%%

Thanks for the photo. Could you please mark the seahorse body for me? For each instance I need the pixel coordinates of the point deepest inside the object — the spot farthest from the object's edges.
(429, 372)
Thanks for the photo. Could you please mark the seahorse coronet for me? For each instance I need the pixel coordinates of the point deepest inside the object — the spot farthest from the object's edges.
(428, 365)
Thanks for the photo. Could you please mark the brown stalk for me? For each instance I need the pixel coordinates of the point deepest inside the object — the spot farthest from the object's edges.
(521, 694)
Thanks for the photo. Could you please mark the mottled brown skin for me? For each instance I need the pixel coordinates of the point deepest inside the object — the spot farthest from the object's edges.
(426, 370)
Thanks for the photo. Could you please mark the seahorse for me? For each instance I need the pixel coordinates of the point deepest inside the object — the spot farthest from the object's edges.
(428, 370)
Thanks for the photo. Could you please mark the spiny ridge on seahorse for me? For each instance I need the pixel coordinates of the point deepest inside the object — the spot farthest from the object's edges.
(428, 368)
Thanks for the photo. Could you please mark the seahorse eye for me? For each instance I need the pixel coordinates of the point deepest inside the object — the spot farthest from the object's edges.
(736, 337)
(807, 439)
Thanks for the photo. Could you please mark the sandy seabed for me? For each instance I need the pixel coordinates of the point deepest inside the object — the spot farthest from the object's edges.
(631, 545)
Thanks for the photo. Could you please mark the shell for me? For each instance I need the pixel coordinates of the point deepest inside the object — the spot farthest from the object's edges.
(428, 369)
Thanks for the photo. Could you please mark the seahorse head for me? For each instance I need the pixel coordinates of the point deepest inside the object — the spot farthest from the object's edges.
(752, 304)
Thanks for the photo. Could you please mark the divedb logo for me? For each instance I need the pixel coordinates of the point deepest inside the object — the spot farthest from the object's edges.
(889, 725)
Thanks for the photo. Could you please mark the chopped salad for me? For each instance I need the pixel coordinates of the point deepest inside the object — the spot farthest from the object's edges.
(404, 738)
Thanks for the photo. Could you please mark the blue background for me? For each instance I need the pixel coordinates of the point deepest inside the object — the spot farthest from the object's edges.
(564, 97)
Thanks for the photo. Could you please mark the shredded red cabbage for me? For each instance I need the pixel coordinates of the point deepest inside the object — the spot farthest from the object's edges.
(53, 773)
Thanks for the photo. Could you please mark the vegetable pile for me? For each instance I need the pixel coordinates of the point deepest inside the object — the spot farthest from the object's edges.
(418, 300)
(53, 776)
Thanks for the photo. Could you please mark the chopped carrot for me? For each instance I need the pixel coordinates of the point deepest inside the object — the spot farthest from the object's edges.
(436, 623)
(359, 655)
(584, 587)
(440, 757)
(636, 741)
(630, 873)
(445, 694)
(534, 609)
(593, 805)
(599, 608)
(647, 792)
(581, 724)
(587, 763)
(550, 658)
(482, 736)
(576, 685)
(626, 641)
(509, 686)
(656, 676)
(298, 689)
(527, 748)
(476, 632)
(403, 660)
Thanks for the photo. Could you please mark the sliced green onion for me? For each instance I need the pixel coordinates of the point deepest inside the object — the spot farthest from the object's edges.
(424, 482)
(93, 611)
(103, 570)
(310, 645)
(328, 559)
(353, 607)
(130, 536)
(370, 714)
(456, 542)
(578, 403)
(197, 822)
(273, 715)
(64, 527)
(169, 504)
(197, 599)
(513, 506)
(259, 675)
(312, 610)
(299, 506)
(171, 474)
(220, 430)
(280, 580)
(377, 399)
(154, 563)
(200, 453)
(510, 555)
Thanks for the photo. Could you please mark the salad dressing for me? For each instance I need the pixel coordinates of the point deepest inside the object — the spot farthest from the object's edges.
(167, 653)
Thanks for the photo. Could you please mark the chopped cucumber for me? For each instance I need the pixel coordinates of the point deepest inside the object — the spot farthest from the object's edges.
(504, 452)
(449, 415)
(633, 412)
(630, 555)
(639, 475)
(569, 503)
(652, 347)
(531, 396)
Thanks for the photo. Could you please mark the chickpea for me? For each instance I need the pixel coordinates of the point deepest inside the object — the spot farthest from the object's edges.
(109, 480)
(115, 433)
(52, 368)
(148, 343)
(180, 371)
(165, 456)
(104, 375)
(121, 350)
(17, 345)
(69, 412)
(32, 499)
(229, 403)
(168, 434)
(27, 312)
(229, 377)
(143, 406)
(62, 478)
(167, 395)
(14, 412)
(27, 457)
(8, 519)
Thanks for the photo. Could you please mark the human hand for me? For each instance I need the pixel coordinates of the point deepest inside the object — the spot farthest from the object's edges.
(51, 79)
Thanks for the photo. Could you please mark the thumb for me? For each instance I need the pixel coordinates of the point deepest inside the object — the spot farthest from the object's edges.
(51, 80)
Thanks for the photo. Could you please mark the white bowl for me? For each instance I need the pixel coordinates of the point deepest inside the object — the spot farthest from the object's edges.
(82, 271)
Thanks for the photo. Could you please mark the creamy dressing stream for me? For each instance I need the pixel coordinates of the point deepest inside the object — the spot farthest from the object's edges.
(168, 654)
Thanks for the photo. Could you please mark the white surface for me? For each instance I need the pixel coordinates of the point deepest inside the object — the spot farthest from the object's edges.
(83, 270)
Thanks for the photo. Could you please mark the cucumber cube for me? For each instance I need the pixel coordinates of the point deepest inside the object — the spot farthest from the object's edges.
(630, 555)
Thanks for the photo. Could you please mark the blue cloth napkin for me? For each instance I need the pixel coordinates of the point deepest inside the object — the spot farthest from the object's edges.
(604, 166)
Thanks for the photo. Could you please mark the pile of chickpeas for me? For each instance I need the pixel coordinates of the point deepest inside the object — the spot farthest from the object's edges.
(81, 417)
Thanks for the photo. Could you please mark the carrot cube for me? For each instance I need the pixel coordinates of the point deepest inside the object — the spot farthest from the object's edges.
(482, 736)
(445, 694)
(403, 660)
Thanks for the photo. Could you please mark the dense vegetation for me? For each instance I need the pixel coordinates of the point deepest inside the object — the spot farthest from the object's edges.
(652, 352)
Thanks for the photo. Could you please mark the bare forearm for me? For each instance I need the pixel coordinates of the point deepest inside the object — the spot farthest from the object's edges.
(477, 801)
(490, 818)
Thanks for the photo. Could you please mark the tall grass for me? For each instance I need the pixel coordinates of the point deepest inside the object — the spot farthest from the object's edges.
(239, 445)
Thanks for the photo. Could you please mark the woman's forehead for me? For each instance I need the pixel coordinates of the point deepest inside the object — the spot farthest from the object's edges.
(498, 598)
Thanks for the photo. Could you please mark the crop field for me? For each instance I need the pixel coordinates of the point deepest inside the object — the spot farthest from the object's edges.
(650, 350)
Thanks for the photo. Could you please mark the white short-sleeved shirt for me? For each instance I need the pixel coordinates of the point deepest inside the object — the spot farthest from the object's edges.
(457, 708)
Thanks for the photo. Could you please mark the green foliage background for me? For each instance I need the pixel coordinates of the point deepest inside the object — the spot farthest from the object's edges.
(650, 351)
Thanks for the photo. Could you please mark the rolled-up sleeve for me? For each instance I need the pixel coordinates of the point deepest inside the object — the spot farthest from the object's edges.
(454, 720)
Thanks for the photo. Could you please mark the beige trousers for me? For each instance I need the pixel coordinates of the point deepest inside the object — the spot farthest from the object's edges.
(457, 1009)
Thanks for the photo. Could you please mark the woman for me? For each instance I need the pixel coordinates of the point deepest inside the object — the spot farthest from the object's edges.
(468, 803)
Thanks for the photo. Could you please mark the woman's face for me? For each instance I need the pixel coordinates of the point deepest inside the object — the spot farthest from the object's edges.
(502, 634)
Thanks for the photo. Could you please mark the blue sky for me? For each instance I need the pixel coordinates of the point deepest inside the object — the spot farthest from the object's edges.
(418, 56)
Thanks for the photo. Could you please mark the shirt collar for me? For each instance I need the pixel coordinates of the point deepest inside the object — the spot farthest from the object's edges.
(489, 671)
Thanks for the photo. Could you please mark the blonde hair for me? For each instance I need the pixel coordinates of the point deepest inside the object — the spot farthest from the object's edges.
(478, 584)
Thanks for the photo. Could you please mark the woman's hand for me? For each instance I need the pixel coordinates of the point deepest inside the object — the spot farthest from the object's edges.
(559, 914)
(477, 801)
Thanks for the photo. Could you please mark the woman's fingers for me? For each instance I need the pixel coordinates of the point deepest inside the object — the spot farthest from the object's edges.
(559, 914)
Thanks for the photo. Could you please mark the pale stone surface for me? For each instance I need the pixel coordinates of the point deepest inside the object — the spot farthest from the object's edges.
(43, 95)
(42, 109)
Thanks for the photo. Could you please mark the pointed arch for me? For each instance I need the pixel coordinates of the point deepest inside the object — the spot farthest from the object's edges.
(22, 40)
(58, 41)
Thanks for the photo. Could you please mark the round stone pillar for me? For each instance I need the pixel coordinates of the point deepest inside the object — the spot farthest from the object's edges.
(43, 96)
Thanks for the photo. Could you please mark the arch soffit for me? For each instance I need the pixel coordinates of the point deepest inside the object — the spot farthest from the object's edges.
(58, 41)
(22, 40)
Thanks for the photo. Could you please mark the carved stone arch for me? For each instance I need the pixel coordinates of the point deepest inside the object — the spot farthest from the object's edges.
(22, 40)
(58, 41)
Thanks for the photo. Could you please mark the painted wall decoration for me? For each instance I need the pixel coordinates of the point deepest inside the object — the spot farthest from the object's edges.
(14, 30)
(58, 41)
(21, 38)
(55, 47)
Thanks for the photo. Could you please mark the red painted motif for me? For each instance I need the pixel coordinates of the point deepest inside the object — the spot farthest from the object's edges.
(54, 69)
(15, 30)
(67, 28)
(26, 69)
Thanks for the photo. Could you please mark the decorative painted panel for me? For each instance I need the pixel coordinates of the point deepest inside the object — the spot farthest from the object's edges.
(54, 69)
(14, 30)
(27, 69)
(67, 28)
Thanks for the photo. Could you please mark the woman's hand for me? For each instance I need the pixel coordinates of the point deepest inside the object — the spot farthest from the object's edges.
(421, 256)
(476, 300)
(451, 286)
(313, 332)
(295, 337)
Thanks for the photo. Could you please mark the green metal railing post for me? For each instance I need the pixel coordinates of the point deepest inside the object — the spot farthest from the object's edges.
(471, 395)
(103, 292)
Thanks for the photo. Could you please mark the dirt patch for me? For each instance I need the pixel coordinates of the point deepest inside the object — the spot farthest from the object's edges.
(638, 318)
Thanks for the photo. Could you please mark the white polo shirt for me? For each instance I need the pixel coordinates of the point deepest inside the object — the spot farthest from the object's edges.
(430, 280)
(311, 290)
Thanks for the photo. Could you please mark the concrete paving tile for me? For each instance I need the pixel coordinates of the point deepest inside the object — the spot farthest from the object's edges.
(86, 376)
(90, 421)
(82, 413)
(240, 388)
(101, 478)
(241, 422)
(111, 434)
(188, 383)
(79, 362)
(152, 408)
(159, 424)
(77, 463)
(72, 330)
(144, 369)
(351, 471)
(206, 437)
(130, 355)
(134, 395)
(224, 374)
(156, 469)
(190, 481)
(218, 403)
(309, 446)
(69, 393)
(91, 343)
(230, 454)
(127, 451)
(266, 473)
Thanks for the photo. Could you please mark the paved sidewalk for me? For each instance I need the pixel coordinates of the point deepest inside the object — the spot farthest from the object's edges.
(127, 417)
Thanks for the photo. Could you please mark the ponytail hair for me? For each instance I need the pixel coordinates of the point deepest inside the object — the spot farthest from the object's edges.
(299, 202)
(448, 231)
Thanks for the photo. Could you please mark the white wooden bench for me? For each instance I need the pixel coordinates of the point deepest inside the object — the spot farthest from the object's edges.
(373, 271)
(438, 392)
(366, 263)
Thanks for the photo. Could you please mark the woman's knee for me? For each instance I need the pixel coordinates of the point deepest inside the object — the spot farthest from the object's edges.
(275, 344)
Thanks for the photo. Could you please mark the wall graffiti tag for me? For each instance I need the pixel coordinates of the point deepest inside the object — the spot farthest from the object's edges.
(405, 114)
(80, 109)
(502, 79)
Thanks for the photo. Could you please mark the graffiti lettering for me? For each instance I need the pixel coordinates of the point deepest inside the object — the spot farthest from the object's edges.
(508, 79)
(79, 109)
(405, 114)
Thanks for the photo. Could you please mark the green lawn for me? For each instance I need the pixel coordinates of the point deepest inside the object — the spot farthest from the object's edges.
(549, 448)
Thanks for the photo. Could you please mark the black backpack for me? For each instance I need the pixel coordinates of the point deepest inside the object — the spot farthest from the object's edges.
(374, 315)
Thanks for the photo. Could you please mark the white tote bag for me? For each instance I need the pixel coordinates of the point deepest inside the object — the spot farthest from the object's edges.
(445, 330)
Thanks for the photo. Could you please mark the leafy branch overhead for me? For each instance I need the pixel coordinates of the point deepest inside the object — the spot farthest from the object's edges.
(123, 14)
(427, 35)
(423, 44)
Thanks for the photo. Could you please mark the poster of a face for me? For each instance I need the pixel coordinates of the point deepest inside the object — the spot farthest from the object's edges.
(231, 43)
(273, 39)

%%

● SET PROBLEM
Starting from the line containing "Thanks for the photo. Could you please mark the graffiti" and ending with the final line of the data, reproduce each line exactly as it appears, including no other lines.

● THE COMPLETED TASK
Thanks for the photo. Could you please mark the graffiti lettering for me? For each instance I need the pixel coordinates of the point deepest inside the object — the spot farthest from the object's edges.
(508, 79)
(79, 109)
(405, 114)
Thanks for the photo. Could you please mark the green lawn for me? For each instance I need the pixel coordinates of the point deepest inside the object — the spot farthest from the object's edges.
(549, 448)
Thanks for the photo. Could you please mark the black backpack for me? For each instance I need the pixel coordinates of the point deepest inside the object — the spot farthest from the object's edges.
(374, 315)
Thanks for the photo. Could you please mark the white tote bag for me? For each instance I need the pixel coordinates of the point deepest inside the object — the spot farthest from the object's edges.
(445, 330)
Thanks for the photo. Could you please mark the leafy branch overhead for me? For each instance I need the pixel coordinates of the point deepest inside the object — the spot farthest from the object's edges.
(123, 14)
(427, 35)
(423, 44)
Thanks for the photo. Could you please mark the poster of a face for me? For each instance I need the pixel coordinates of the point deepest inside the object — the spot farthest from the object's edges.
(231, 43)
(273, 39)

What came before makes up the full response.